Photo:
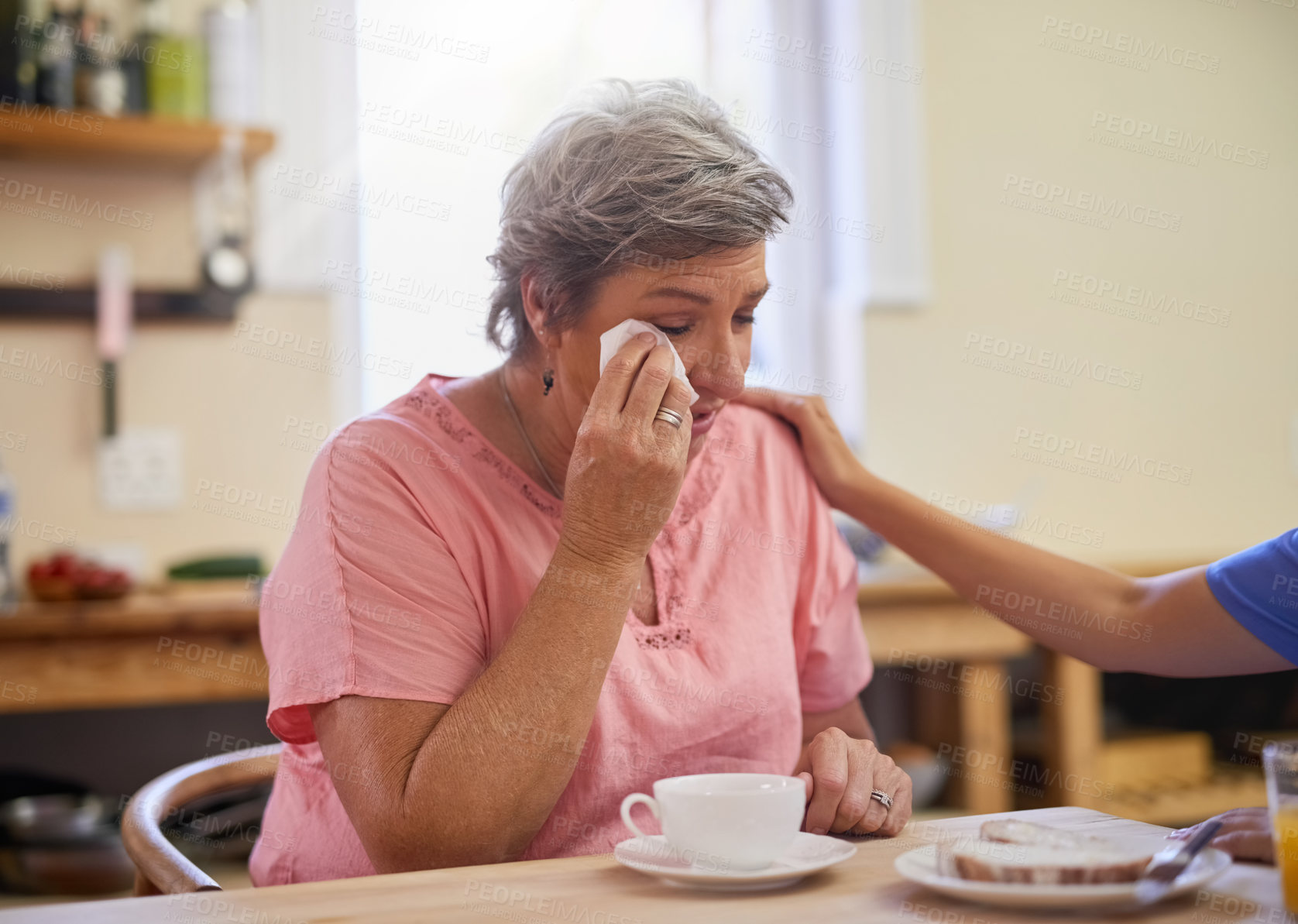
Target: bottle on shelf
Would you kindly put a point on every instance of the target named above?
(8, 586)
(56, 61)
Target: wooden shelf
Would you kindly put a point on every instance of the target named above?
(39, 132)
(29, 304)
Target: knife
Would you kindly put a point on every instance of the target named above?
(1169, 864)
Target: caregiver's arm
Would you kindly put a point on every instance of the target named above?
(428, 785)
(1169, 624)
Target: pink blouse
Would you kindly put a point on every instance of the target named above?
(418, 544)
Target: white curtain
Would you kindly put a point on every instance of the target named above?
(829, 88)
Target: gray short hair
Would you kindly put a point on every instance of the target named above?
(648, 169)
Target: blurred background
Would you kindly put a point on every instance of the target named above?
(1041, 268)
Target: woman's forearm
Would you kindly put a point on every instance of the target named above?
(489, 774)
(1073, 608)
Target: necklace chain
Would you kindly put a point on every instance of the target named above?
(527, 440)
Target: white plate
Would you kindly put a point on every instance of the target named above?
(808, 854)
(921, 866)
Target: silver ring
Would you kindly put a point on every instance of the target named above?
(670, 417)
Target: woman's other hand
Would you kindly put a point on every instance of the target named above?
(1245, 835)
(840, 774)
(627, 466)
(833, 464)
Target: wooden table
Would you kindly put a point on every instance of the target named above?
(912, 618)
(180, 645)
(599, 891)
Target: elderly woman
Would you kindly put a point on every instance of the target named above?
(510, 599)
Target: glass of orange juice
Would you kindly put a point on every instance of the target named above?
(1280, 760)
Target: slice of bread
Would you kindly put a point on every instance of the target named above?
(1022, 852)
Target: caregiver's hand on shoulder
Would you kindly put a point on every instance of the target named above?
(1245, 835)
(627, 468)
(840, 772)
(833, 464)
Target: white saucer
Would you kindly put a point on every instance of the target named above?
(808, 854)
(921, 866)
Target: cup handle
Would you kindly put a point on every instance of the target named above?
(631, 801)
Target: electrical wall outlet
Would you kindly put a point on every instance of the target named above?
(140, 470)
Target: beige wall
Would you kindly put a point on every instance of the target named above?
(228, 395)
(1217, 400)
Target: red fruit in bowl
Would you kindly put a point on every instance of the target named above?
(63, 565)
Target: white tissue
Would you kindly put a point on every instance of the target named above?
(613, 340)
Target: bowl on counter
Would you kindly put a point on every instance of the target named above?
(67, 845)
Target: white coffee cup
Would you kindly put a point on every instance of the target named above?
(721, 822)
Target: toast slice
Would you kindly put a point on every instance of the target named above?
(1035, 854)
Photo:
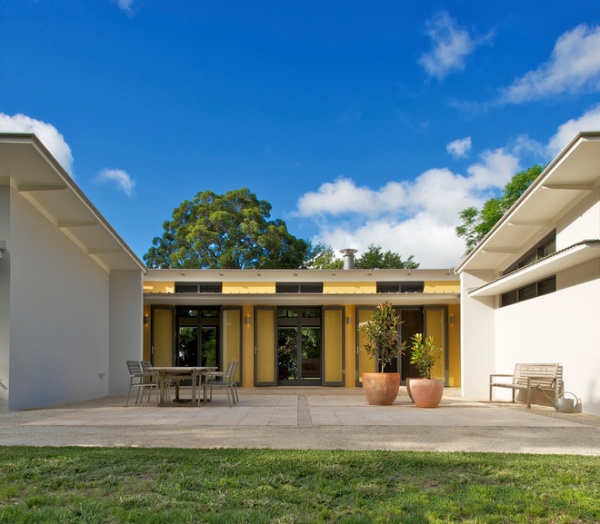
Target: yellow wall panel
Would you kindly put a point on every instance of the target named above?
(248, 346)
(248, 287)
(454, 346)
(442, 286)
(159, 287)
(147, 352)
(349, 287)
(333, 322)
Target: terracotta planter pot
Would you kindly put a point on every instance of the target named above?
(426, 392)
(381, 389)
(408, 389)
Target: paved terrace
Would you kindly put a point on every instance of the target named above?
(307, 418)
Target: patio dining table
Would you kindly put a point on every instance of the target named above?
(177, 373)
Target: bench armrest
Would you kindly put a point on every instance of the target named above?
(506, 375)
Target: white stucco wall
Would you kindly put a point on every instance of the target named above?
(560, 327)
(4, 295)
(59, 307)
(478, 344)
(126, 326)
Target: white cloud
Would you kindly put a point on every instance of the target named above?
(589, 121)
(124, 182)
(343, 196)
(459, 148)
(433, 244)
(125, 5)
(495, 169)
(47, 133)
(415, 217)
(450, 46)
(574, 67)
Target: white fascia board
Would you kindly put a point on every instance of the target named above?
(551, 265)
(545, 180)
(300, 275)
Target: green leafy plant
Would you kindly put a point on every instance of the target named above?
(424, 354)
(381, 333)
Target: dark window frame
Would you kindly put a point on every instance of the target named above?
(415, 286)
(299, 287)
(198, 287)
(533, 290)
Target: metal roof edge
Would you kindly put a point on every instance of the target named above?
(537, 183)
(72, 186)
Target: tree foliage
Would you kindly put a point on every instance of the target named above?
(230, 231)
(375, 258)
(477, 223)
(324, 257)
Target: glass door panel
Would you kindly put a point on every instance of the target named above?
(310, 354)
(232, 338)
(333, 346)
(187, 346)
(287, 353)
(264, 348)
(209, 346)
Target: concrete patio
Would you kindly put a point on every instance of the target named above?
(307, 418)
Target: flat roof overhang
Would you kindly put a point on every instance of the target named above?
(572, 175)
(300, 275)
(31, 170)
(300, 299)
(545, 268)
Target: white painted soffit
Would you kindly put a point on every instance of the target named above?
(29, 168)
(299, 299)
(545, 268)
(574, 173)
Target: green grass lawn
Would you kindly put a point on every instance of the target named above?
(87, 485)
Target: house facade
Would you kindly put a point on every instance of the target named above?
(295, 327)
(70, 288)
(530, 291)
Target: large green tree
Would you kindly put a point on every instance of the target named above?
(476, 223)
(230, 231)
(376, 258)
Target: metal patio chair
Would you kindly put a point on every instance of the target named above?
(222, 379)
(140, 380)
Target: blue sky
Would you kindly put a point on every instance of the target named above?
(360, 122)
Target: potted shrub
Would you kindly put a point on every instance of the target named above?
(382, 344)
(426, 392)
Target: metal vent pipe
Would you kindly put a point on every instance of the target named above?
(348, 257)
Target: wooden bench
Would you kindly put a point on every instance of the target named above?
(528, 377)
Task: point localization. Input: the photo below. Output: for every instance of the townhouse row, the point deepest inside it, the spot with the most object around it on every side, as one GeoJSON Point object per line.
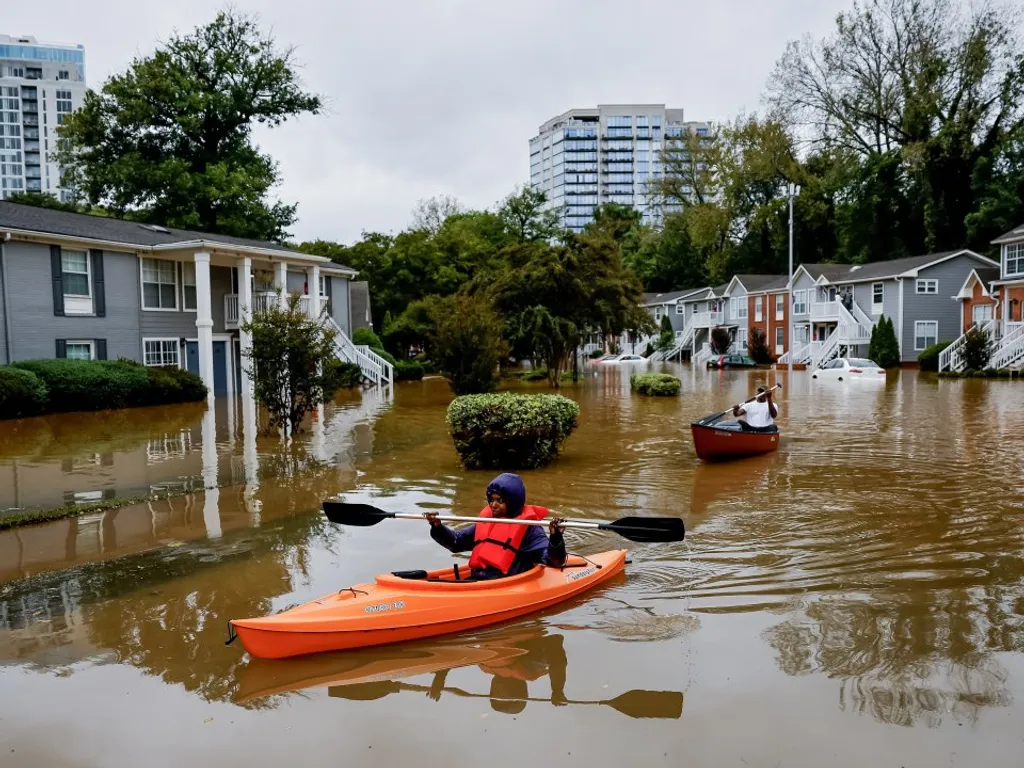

============

Task description:
Exact copy, no pictures: return the entries word for word.

The completed task:
Photo:
Target: bottle on shelf
Would you kindly put a point on every instance of the target named above?
(8, 586)
(56, 61)
Target: wooden shelf
Would you kindly put a point on every instance of the target named above?
(39, 132)
(29, 304)
Target: knife
Would you kindly put a point on every instance of the target named above?
(1169, 864)
Target: caregiver's arm
Would you kindly put a point on every instance of the target named above?
(428, 785)
(1169, 624)
Target: pink blouse
Would you kindly put a point on every instance of the target named above?
(418, 544)
Target: white curtain
Would you kindly put a point on every instance of the target named above?
(829, 88)
Target: gray short hair
Would you kindly put a point on every instance of the target named above?
(648, 169)
Target: blurred background
Would you kindly put a point on every instance of the target named above?
(1041, 268)
Target: woman's forearm
Would you kindly put a point on every instance of the target named above?
(489, 774)
(1073, 608)
Target: necklace chain
Would you kindly put a point on every instance of the target named above?
(527, 440)
Target: white plate
Would you kindly put a point on every instance of the target named above?
(808, 854)
(921, 866)
Target: silver ring
Would you kindly put a point on every instance of the target named above?
(670, 417)
Target: woman's other hand
Would you kindly put a point on every instance of the target named above?
(1245, 835)
(840, 774)
(627, 466)
(833, 464)
Target: wooden table
Would you kindly put a point on every instance of the target named above?
(912, 618)
(180, 645)
(599, 891)
Target: elderly woman
Would you kindly put a point on every instance of the target named above?
(510, 599)
Target: glass of orange juice
Would you kindly put a point on every instance of the target named above?
(1280, 760)
Target: slice of bread
Would you kindly put a point on every instance of the target named above?
(1022, 852)
Target: caregiver's hand on shoulder
Would you kindly put a point on every instance of the target named above?
(1245, 835)
(627, 468)
(840, 772)
(833, 464)
Target: white saucer
Would you kindly put a point on every instance of the target named above?
(808, 854)
(921, 866)
Target: cup handle
Would you kindly put a point on every instance of the target named above?
(631, 801)
Target: electrical wall outlet
Would you kindly put a point on every instance of the target named above?
(140, 470)
Target: beige wall
Would you kindly put a point on every instance of the target named above?
(228, 395)
(1217, 400)
Target: red fruit in bowl
Would you kindly put a point on every instance of the target named above?
(63, 565)
Target: white tissue
Would you kindly put a point on every instance of the target named above?
(613, 340)
Target: bowl on counter
Would you kindly put a point on every instance of the target named above?
(67, 845)
Target: white coffee cup
Would you kindly put a point on every instance of the target named above?
(721, 822)
Target: toast slice
Would you kindly put a point on every instance of the target named above?
(1035, 854)
Photo:
Target: yellow wall panel
Would you kindly put a point on every instance of the target named above?
(248, 346)
(248, 287)
(454, 346)
(442, 286)
(159, 287)
(147, 352)
(349, 287)
(333, 322)
Target: terracotta planter pot
Would you kindly put a point on every instance of the target named above?
(426, 392)
(381, 389)
(408, 389)
Target: paved terrace
Would you kindly put a point on every instance of the target named above?
(307, 418)
Target: patio dining table
Would you kindly put a point on every instance of the target named above?
(177, 373)
Target: bench armrest
Would you kindly put a point on every instance of the target named above?
(506, 375)
Target: white stucco wall
Would you kindly put a point on every instance of the target named above?
(560, 327)
(4, 295)
(59, 307)
(478, 344)
(126, 326)
Target: white cloud
Would you kindly put a point on every instance of the target named above?
(589, 121)
(124, 182)
(343, 196)
(459, 148)
(433, 244)
(125, 5)
(495, 169)
(47, 133)
(415, 217)
(450, 46)
(574, 67)
Target: white fascia board
Would you kindly put a point on every instance of the target named above?
(551, 265)
(545, 180)
(300, 275)
Target: green leafy plant
Would you kindly put a point on every instance of the target named above?
(424, 354)
(381, 333)
Target: dark window frame
Would you kindly put a point on every instance of the target named above?
(415, 286)
(299, 287)
(198, 287)
(533, 290)
Target: metal roof edge
Would you kindly put a point on every instance of the target named above?
(537, 183)
(72, 186)
Target: tree foliage
Would you kindly put a point on every instance of the target named above?
(230, 231)
(375, 258)
(477, 223)
(324, 257)
Target: glass door panel
Would you kindly put a point on every instance of the target named above?
(310, 354)
(232, 338)
(333, 346)
(187, 346)
(287, 353)
(264, 348)
(209, 346)
Target: concrete patio
Would you kindly put a point on every instance of the target named above?
(307, 418)
Target: flat roof overhang
Would you kindly put a point on every instance of the target named above?
(572, 175)
(300, 275)
(31, 170)
(300, 299)
(545, 268)
Target: white painted soffit
Would you kindly put a point on every instance of the target named above?
(29, 168)
(299, 299)
(545, 268)
(574, 173)
Target: green grass lawn
Would you kindly put a point on every instance of the target named above?
(87, 485)
Target: house facade
Would you kindly put a point on every instance of the target named above?
(295, 327)
(70, 288)
(530, 291)
Target: large green tree
Would you kindly put a point on every instance of the target named above?
(476, 223)
(230, 231)
(376, 258)
Target: metal patio chair
Would you kindly put a point on every instance of the target named above?
(222, 379)
(140, 380)
Target: blue sky
Would you kindly put a point on every instance of the target named above?
(360, 122)
Target: potted shrub
Would you kindly put a point on every instance of the target named above?
(382, 344)
(426, 392)
Target: metal vent pipe
Would you kindly put a point on every instance of the target named above?
(348, 257)
Target: wooden bench
Would you kindly put a point on every instance of the target named above?
(528, 377)
Task: point localization. Input: the photo below. Output: for every instance of the townhouse row, the point deepest inside it, the spot with the most object around it on every side, as one GeoJSON Point object per line.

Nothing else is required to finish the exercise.